Ms. Wikoff: There were people who did not use the gas stamps.

Ms. Dorrer: I wouldn't mention any names, but I know somebody from Englishtown who became practically a millionaire being involved in the tires and gas.

Ms. Wikoff: Yes, there was a lot of that that went on. I can remember those ration stamps were so valuable and Charles's mother and father would save them, and they'd hardly drive the car so that Charles could have these stamps (he was at Fort Eustis in Virginia) to give the person who drove him home. It was an interesting time.

Ms. Dorrer: And you know during that same time, it was customary to have your business near your house, and our garage was near my house, and the oil tank for the house and the garage was all one. And I remember I would keep the heat where I almost froze to death in the house so the men could have some heat in the garage.

Ms. Wikoff: It's something to remember, isn't it? We've had a lot of fun reminiscing here, and I know you're going to have fun showing me the pictures and I am so thankful that you have those one-room school pictures. Just recently, do you remember the one room schoolhouse that was in Tennent?

Ms. Dorrer: Was that out in front of the church? Do you know something - Ryan Aumack, who was the Board of Education President, and my father went to that school.

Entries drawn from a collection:
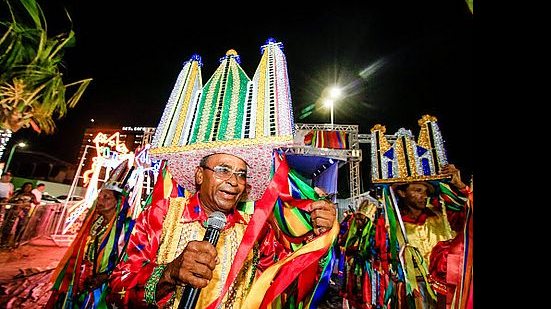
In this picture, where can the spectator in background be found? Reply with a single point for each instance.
(38, 192)
(6, 187)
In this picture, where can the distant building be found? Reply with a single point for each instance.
(5, 136)
(42, 166)
(131, 137)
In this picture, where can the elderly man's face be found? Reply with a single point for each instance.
(415, 195)
(217, 194)
(106, 201)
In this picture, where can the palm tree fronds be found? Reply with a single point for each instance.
(32, 90)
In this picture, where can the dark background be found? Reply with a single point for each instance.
(418, 53)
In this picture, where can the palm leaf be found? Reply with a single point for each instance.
(34, 90)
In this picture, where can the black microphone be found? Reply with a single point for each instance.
(215, 223)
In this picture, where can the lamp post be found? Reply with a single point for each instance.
(21, 145)
(334, 94)
(330, 103)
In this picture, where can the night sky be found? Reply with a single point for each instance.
(397, 62)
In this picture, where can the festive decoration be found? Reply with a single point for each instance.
(405, 160)
(230, 113)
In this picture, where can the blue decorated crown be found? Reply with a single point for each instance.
(399, 158)
(118, 178)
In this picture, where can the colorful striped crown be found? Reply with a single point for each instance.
(405, 160)
(229, 114)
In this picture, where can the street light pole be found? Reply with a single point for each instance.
(332, 105)
(21, 144)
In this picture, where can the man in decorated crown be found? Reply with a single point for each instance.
(227, 141)
(429, 214)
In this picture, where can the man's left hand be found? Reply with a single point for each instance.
(323, 214)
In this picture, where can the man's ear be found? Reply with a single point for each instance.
(245, 194)
(401, 193)
(198, 176)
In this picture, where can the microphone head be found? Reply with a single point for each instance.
(216, 220)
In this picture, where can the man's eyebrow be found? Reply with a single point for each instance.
(232, 168)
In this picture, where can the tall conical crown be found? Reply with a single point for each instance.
(405, 160)
(230, 114)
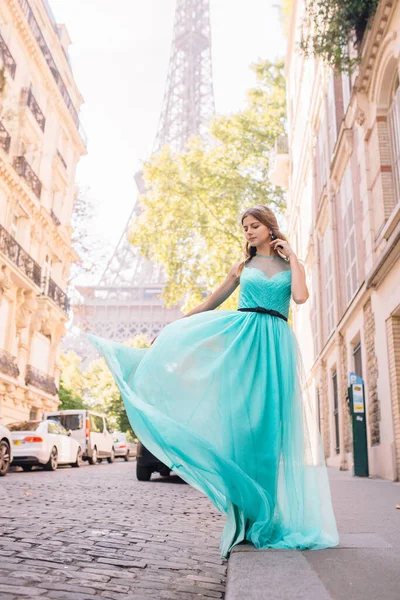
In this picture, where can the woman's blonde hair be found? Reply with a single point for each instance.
(266, 216)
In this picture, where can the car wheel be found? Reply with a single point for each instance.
(4, 458)
(53, 460)
(93, 458)
(79, 460)
(143, 473)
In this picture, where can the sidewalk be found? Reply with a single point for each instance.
(365, 566)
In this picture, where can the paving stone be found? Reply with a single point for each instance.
(158, 540)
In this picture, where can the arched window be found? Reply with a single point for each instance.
(394, 135)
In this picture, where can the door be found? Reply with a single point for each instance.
(97, 433)
(55, 439)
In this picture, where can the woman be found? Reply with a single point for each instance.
(218, 399)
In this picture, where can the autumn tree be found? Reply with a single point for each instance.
(190, 217)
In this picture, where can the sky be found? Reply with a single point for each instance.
(119, 56)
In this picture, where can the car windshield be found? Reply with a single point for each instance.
(70, 422)
(24, 426)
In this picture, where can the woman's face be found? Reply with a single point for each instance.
(256, 233)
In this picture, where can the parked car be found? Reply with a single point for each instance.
(123, 448)
(5, 450)
(91, 430)
(44, 443)
(147, 463)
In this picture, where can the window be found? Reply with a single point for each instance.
(336, 411)
(314, 311)
(5, 313)
(349, 234)
(319, 409)
(328, 282)
(40, 352)
(53, 428)
(345, 90)
(70, 422)
(321, 163)
(96, 424)
(332, 127)
(394, 137)
(357, 359)
(33, 414)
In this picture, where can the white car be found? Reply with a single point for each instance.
(5, 450)
(123, 448)
(91, 430)
(43, 443)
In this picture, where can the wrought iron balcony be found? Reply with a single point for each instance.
(41, 380)
(8, 364)
(57, 295)
(37, 32)
(10, 247)
(55, 218)
(30, 101)
(24, 169)
(8, 60)
(5, 138)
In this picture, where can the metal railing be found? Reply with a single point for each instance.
(37, 32)
(8, 364)
(10, 247)
(8, 59)
(30, 101)
(41, 380)
(5, 138)
(24, 169)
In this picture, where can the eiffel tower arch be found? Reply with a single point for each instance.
(128, 297)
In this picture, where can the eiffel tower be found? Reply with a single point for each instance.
(127, 299)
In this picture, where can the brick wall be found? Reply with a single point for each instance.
(373, 405)
(393, 338)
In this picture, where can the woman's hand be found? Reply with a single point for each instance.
(282, 247)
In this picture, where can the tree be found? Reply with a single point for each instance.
(94, 388)
(330, 25)
(190, 217)
(91, 250)
(68, 400)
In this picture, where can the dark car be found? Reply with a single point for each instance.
(147, 463)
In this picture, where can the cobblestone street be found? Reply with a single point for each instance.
(96, 532)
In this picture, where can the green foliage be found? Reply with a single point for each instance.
(94, 388)
(190, 221)
(329, 26)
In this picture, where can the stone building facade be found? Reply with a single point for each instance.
(41, 142)
(343, 179)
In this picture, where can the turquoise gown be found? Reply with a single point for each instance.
(219, 399)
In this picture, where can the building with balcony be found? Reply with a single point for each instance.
(41, 141)
(344, 221)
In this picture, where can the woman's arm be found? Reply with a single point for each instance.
(220, 295)
(299, 286)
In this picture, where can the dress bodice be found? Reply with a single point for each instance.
(266, 282)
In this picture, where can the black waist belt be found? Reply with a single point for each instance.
(268, 311)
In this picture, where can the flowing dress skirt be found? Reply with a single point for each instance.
(218, 399)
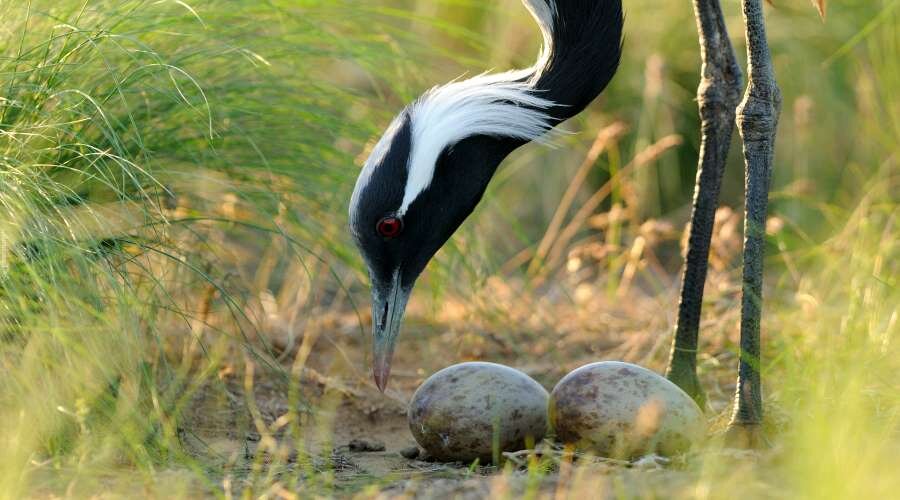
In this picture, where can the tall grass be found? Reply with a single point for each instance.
(173, 183)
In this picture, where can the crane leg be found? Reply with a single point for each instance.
(757, 120)
(718, 96)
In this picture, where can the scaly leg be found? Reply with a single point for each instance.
(757, 120)
(718, 96)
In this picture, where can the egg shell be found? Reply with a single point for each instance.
(458, 412)
(621, 410)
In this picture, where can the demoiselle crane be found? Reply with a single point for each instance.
(434, 162)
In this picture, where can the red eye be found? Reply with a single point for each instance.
(389, 227)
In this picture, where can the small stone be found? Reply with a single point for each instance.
(364, 445)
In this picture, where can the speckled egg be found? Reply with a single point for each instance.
(621, 410)
(463, 411)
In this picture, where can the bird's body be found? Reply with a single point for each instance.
(434, 162)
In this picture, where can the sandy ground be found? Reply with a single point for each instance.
(357, 440)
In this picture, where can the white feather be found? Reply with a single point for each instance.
(501, 105)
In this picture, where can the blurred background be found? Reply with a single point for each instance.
(174, 182)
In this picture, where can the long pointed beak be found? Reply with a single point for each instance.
(388, 306)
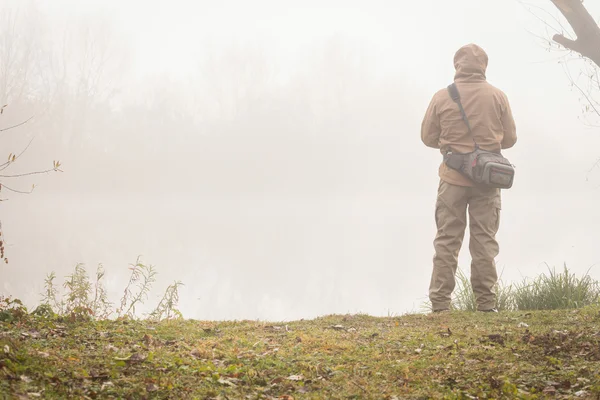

Prompt: Can you reproduce word for word the part of the interview between "Ms. Wikoff: Yes, there" and "an interesting time.", inclusive? This data is separate material, apart from the interview.

Written solution:
Ms. Wikoff: Yes, there was a lot of that that went on. I can remember those ration stamps were so valuable and Charles's mother and father would save them, and they'd hardly drive the car so that Charles could have these stamps (he was at Fort Eustis in Virginia) to give the person who drove him home. It was an interesting time.